Collected data
═══
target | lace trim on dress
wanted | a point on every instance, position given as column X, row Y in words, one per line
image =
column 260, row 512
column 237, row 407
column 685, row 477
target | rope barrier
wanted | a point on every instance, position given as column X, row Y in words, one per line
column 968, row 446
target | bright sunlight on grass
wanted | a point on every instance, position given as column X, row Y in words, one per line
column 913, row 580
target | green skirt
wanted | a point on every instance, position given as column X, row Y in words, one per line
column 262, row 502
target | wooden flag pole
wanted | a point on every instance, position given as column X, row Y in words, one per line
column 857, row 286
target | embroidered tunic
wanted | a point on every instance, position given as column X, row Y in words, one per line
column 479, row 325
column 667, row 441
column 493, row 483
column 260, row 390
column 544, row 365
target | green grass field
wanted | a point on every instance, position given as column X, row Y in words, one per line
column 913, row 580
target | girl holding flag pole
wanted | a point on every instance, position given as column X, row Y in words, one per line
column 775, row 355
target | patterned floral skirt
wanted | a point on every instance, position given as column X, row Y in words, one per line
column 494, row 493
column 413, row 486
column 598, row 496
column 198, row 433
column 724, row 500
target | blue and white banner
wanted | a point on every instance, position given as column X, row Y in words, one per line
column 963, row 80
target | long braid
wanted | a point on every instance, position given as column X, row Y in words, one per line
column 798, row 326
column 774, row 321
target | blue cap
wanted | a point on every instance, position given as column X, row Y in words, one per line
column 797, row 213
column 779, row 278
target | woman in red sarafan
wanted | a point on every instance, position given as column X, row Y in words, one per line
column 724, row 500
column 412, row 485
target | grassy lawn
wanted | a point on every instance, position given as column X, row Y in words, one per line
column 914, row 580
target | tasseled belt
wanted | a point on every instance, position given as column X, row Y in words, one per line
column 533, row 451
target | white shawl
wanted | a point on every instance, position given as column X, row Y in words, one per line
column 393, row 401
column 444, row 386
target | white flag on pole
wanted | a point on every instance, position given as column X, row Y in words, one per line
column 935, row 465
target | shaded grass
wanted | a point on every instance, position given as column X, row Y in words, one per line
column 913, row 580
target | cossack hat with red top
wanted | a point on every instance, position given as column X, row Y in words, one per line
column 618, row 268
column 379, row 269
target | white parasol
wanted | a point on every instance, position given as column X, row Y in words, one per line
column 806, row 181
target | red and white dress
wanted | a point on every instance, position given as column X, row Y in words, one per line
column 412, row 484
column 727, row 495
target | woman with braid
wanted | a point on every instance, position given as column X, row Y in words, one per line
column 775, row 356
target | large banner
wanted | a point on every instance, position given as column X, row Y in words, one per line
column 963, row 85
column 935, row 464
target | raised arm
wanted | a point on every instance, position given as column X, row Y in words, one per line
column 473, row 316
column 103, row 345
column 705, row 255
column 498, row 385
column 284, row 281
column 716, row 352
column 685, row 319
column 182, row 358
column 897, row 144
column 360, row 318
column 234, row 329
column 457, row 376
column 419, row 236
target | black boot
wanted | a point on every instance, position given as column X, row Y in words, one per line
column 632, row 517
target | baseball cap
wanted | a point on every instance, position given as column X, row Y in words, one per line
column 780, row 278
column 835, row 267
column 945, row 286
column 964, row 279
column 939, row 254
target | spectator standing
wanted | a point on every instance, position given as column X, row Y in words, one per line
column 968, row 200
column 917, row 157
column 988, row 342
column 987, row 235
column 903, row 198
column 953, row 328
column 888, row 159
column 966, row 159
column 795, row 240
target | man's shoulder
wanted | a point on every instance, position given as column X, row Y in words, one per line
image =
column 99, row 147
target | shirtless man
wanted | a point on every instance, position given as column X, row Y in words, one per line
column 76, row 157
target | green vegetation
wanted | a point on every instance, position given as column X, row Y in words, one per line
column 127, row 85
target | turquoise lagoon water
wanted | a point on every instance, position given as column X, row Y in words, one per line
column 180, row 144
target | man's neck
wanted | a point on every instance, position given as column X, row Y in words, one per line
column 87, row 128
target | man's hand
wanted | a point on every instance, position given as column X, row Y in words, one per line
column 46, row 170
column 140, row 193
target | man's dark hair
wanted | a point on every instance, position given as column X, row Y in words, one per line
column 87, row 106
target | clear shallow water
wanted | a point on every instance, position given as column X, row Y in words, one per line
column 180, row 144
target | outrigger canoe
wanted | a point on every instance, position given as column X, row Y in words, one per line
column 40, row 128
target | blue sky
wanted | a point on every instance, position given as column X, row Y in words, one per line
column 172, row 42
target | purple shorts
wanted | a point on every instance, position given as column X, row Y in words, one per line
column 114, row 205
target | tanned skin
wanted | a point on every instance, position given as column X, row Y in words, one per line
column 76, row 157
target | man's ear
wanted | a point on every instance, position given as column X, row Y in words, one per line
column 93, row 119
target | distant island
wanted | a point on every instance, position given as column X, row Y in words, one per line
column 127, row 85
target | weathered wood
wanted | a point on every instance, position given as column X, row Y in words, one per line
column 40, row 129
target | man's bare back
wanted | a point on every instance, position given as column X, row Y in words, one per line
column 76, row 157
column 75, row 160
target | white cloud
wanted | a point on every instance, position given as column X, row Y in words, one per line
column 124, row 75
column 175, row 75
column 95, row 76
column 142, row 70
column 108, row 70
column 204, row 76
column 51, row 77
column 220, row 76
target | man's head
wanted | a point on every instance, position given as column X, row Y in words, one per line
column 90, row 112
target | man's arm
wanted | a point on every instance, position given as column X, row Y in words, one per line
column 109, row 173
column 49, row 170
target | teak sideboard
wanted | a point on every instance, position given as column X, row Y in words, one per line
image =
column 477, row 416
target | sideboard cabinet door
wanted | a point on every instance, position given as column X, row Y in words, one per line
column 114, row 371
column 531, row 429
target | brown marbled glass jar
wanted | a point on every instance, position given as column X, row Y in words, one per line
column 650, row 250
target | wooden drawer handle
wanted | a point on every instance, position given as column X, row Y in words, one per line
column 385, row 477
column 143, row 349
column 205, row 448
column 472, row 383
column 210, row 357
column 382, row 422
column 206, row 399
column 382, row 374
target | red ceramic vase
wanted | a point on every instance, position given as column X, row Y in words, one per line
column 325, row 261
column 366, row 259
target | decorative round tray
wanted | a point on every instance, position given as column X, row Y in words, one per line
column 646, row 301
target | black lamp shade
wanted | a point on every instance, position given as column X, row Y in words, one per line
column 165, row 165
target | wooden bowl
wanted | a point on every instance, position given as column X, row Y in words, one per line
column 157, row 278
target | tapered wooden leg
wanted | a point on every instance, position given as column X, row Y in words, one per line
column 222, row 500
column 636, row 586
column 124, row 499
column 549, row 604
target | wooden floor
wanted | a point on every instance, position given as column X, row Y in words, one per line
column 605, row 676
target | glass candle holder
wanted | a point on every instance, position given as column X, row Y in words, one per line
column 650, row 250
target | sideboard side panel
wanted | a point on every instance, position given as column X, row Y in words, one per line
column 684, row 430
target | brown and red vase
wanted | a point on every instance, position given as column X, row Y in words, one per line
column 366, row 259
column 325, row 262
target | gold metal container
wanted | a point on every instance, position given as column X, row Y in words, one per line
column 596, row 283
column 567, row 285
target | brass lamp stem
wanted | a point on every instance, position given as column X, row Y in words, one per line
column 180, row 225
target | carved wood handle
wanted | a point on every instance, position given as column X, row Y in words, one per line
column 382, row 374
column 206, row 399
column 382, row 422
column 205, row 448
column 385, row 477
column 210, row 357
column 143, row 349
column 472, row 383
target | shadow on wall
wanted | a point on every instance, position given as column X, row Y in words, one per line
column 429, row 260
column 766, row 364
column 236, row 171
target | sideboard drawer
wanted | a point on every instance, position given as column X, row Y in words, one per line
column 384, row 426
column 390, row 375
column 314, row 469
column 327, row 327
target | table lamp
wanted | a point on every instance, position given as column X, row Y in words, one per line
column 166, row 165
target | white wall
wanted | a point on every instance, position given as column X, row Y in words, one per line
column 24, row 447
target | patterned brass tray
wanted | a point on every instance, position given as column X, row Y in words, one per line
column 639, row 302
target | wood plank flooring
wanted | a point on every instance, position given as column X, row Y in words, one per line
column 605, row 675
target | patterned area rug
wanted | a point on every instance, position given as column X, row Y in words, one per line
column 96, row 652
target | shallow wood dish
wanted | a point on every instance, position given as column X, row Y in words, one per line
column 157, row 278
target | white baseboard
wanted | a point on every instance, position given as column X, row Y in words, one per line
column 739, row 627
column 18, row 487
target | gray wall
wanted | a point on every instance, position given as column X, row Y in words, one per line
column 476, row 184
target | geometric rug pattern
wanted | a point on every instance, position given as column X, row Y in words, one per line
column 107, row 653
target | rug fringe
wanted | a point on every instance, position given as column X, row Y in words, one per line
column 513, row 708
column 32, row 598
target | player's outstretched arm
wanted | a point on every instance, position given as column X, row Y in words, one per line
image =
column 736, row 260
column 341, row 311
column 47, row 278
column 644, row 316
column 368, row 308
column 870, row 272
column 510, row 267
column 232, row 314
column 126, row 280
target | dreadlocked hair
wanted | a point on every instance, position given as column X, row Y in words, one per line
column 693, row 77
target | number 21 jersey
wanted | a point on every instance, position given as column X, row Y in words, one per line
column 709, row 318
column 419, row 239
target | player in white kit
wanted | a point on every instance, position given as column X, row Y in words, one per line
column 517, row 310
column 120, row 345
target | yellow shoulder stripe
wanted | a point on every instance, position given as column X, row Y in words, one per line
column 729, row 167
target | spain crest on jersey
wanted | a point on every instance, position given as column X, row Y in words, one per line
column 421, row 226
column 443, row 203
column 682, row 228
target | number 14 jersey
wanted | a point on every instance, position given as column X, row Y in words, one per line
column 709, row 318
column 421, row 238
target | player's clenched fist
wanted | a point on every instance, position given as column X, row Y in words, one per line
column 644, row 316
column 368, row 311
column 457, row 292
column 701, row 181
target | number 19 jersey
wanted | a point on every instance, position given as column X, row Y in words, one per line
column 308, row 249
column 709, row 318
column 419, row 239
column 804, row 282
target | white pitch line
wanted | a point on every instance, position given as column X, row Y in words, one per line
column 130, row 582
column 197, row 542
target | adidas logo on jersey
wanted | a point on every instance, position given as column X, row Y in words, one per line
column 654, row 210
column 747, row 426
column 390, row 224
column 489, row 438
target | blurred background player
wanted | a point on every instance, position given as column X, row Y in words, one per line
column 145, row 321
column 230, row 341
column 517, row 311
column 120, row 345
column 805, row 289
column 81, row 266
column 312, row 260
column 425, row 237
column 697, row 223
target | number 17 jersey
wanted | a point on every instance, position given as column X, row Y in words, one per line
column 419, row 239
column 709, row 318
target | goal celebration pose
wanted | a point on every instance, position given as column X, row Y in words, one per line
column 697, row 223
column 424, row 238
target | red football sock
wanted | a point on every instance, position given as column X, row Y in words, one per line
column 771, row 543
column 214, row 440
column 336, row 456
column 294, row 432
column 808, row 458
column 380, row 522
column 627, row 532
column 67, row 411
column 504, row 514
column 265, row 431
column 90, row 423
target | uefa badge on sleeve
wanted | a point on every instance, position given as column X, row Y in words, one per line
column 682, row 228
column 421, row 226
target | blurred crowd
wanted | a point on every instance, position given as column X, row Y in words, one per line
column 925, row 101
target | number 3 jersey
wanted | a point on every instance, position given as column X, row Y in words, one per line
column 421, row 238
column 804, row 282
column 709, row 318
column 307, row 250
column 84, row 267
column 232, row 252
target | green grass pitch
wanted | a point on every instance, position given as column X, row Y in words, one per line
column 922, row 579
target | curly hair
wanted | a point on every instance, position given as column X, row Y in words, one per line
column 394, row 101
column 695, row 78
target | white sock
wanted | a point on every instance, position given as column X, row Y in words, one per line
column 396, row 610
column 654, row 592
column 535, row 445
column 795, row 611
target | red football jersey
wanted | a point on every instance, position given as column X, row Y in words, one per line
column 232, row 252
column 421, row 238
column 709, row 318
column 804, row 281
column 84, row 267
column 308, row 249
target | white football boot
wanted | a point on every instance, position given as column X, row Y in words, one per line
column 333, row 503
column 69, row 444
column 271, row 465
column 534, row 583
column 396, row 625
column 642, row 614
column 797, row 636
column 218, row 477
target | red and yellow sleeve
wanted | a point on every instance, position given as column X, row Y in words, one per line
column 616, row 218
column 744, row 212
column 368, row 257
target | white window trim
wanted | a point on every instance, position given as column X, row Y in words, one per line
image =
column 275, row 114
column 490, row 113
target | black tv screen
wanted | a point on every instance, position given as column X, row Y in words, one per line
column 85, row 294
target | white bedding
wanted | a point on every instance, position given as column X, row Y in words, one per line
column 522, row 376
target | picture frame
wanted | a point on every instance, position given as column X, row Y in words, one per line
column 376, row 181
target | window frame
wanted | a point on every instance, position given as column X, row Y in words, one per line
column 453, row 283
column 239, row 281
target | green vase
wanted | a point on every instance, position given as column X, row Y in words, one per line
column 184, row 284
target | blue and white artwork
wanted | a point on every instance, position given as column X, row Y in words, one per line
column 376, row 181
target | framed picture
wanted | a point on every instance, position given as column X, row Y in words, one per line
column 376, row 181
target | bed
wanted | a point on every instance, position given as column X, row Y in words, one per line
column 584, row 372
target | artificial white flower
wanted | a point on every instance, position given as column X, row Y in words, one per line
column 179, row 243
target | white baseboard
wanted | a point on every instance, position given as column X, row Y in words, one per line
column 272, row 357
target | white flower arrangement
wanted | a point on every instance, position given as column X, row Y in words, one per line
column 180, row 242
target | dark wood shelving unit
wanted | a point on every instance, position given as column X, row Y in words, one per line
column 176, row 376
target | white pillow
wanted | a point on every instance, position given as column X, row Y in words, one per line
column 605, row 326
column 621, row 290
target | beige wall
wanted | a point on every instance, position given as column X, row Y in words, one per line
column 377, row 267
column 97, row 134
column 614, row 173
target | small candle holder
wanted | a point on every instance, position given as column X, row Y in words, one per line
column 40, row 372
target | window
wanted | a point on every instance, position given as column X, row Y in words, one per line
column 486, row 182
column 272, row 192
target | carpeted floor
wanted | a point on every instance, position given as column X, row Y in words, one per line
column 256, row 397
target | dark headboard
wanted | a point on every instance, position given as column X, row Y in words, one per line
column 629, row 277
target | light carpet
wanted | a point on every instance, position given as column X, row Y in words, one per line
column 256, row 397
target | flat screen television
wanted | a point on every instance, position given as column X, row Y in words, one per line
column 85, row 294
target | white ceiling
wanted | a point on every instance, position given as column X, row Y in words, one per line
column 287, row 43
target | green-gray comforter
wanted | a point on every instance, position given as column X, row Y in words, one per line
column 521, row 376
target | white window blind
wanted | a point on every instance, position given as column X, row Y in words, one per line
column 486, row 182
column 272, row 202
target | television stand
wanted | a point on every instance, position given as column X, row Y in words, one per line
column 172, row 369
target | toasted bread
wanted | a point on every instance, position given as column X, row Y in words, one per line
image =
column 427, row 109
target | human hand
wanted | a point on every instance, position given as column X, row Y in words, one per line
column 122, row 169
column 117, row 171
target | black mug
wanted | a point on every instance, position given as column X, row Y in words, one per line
═══
What is expected
Could you copy the lines from the one containing "target | carved wood handle" through the one containing "column 639, row 302", changing "sideboard drawer" to "cabinet drawer" and keeping everything else the same?

In response
target | carved wood handle
wanted | a point on every instance, position given as column X, row Y in words, one per line
column 382, row 374
column 206, row 399
column 382, row 422
column 205, row 448
column 385, row 477
column 210, row 357
column 143, row 349
column 472, row 383
target | shadow on wall
wanted | a point on every instance, position given as column X, row Y in words, one per line
column 429, row 260
column 766, row 364
column 236, row 171
target | cabinet drawer
wanted | a point on every instance, position given as column X, row Y in words, one per line
column 384, row 426
column 390, row 375
column 314, row 469
column 327, row 327
target | table lamp
wanted | a point on every instance, position given as column X, row Y in words, one per line
column 166, row 165
target | white wall
wanted | a point on every instance, position given as column X, row Y in words, one per line
column 24, row 447
target | patterned brass tray
wanted | a point on every instance, position given as column X, row Y in words, one per line
column 639, row 302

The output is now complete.